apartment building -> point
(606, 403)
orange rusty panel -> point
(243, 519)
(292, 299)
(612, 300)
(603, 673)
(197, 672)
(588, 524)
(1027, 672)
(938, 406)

======

> [What this task involves]
Return everything in the records. Keep each line exactly as written.

> [Answer space]
apartment building -> point
(606, 403)
orange rusty panel -> point
(243, 519)
(292, 299)
(612, 300)
(603, 673)
(197, 672)
(588, 524)
(1027, 672)
(938, 406)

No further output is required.